Region annotation items
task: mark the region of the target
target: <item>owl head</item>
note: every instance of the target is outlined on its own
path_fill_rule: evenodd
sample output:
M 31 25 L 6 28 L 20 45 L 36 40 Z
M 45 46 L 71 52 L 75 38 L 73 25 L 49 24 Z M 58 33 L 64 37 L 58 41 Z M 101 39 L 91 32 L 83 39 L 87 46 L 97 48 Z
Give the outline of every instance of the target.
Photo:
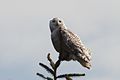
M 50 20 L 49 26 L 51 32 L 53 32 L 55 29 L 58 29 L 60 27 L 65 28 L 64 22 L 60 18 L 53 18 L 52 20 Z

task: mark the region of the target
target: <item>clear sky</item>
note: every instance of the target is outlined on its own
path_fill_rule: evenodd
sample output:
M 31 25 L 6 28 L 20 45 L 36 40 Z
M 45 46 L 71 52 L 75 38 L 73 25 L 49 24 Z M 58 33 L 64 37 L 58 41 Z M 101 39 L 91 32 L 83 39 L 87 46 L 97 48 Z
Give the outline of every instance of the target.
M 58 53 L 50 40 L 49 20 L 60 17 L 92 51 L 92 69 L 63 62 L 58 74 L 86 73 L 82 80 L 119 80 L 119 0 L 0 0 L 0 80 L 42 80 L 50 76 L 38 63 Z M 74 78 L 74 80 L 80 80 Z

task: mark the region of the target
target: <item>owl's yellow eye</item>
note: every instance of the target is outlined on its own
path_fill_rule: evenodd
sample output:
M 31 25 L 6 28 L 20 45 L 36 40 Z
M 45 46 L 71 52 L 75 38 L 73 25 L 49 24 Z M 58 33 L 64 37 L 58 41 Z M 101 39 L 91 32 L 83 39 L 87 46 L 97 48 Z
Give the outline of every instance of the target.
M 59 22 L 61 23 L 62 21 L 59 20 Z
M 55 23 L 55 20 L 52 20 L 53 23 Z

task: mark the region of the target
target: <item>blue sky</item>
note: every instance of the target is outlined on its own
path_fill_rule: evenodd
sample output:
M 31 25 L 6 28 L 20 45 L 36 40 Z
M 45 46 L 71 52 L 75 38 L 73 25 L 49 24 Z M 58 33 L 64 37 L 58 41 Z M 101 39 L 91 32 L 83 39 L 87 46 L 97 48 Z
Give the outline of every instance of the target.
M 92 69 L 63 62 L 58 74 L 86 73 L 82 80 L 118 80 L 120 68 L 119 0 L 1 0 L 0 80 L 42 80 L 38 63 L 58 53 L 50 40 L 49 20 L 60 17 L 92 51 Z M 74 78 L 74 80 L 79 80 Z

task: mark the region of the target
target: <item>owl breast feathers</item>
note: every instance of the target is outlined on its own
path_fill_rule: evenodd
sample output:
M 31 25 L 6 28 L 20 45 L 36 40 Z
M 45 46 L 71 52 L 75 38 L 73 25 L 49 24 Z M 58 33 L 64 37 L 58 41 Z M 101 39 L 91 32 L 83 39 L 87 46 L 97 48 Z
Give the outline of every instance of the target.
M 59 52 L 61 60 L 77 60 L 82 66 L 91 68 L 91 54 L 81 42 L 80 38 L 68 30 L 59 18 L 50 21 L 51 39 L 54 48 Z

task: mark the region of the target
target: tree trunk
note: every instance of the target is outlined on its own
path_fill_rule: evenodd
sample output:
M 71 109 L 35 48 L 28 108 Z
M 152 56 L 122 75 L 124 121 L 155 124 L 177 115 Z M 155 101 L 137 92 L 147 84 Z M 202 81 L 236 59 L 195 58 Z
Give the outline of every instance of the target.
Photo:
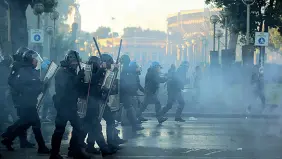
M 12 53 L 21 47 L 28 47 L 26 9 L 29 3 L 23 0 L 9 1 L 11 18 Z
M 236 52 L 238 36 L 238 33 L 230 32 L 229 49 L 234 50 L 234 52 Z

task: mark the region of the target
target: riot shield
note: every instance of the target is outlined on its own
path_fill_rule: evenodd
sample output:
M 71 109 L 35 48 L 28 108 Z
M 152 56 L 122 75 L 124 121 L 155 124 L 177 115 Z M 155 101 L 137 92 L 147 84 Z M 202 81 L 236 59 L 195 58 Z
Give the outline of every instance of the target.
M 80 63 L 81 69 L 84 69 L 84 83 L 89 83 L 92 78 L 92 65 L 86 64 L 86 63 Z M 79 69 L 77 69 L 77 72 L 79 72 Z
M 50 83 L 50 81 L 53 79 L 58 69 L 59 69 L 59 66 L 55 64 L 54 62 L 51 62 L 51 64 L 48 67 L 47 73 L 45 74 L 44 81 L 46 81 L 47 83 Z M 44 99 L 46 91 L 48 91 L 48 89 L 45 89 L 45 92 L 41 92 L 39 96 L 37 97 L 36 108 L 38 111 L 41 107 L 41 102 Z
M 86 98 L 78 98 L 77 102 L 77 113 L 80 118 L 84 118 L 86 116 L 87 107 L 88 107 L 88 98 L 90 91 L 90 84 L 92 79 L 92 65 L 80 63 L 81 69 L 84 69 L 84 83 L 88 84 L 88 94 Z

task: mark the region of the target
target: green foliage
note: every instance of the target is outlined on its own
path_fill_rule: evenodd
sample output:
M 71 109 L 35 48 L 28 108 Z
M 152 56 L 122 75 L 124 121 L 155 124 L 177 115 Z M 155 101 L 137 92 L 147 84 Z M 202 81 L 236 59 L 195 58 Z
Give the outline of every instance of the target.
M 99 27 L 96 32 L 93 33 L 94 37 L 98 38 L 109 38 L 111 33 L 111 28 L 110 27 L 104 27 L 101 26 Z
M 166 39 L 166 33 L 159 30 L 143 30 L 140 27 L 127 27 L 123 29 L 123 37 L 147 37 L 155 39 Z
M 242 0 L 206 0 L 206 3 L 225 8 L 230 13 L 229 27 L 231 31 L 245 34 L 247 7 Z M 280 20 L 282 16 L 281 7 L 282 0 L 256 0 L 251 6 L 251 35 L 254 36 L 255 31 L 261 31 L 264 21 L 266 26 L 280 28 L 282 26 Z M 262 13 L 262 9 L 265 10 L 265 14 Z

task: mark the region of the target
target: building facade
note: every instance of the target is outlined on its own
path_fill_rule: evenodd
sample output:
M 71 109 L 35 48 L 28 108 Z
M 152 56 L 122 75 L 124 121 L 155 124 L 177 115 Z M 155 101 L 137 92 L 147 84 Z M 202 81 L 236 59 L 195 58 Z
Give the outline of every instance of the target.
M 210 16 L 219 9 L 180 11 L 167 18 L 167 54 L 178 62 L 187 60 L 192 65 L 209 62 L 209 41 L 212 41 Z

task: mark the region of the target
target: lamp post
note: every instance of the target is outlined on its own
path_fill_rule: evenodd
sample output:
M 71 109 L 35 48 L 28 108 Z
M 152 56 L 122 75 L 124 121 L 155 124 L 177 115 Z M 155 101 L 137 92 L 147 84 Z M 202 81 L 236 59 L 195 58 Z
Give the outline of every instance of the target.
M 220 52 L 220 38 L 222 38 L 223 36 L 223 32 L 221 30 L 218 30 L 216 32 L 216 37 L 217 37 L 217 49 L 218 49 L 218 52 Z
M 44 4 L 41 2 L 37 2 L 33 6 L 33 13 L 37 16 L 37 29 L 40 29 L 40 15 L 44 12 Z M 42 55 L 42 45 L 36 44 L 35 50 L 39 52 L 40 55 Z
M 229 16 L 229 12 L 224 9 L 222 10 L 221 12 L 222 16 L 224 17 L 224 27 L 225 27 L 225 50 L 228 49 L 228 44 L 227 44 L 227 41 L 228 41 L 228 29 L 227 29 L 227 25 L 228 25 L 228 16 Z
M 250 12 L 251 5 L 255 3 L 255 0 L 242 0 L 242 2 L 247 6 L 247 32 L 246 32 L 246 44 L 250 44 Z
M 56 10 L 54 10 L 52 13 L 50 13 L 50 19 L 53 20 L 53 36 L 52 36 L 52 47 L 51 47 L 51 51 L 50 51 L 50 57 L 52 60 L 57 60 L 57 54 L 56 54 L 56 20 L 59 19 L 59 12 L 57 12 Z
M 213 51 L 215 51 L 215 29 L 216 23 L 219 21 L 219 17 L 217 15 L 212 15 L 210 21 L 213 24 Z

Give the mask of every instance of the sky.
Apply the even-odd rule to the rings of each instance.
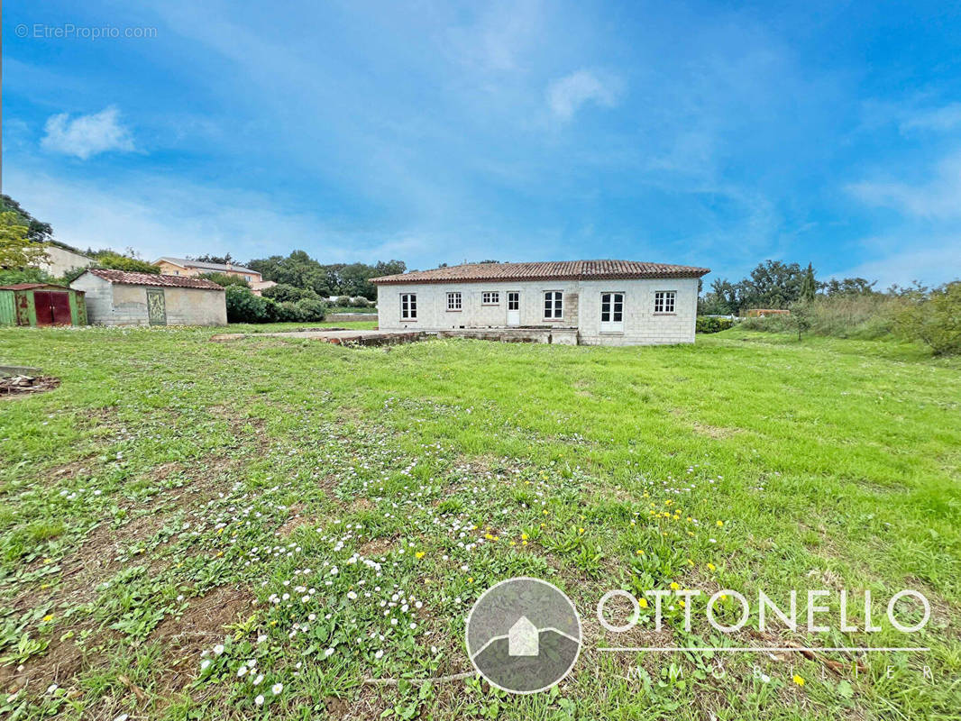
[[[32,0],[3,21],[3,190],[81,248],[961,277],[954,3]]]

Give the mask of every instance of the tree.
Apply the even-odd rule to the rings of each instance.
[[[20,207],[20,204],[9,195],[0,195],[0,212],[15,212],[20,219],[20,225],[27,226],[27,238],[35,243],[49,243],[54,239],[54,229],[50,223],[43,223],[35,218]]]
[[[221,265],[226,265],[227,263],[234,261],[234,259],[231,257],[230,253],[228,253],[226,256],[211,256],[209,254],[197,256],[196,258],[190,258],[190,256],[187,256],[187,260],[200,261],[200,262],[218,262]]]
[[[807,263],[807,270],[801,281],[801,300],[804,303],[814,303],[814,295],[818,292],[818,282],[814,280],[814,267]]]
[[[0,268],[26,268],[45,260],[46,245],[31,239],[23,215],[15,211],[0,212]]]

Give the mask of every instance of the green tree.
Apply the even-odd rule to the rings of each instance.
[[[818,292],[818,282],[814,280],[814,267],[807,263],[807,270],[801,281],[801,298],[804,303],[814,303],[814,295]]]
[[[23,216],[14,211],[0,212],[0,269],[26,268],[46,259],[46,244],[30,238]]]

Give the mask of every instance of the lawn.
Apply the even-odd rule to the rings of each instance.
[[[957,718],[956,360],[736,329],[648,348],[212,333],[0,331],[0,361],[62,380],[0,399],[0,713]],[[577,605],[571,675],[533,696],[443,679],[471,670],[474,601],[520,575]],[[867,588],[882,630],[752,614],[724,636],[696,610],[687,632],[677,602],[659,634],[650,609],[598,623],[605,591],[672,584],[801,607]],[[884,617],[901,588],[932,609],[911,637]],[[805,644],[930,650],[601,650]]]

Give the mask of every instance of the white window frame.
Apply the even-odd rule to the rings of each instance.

**Exercise aim**. Duplicate the records starting at their beginning and ending at the line that contains "M 58 53 L 50", with that line included. Leave the pictures out of your copy.

**Output below**.
task: mark the region of the target
target: <item>owl head</item>
note: every instance of the target is outlined on its own
path_fill_rule: evenodd
sample output:
M 31 25 L 6 28 L 20 45 L 36 40 Z
M 45 46 L 71 52 L 75 38 L 73 25 L 49 24 Z M 58 33 L 64 37 L 58 41 Z M 101 39 L 91 32 L 83 39 L 87 46 L 97 48 Z
Give the outline of every instance of the target.
Photo:
M 50 20 L 49 26 L 51 32 L 53 32 L 55 29 L 58 29 L 60 27 L 65 28 L 64 22 L 60 18 L 53 18 L 52 20 Z

task: mark the region of the target
target: <item>clear sky</item>
note: every instance of the target is outlined on its own
path_fill_rule: evenodd
sample output:
M 31 25 L 6 28 L 20 45 L 36 40 Z
M 45 46 L 71 52 L 75 38 L 73 25 L 49 24 Z M 58 33 L 64 37 L 58 41 Z M 101 39 L 91 32 L 83 39 L 87 46 L 97 48 Z
Give the outline of every instance of the target.
M 58 53 L 50 40 L 49 20 L 60 17 L 92 51 L 92 69 L 63 62 L 58 74 L 86 73 L 82 80 L 119 80 L 119 0 L 0 0 L 0 80 L 42 80 L 50 76 L 38 63 Z M 74 78 L 74 80 L 80 80 Z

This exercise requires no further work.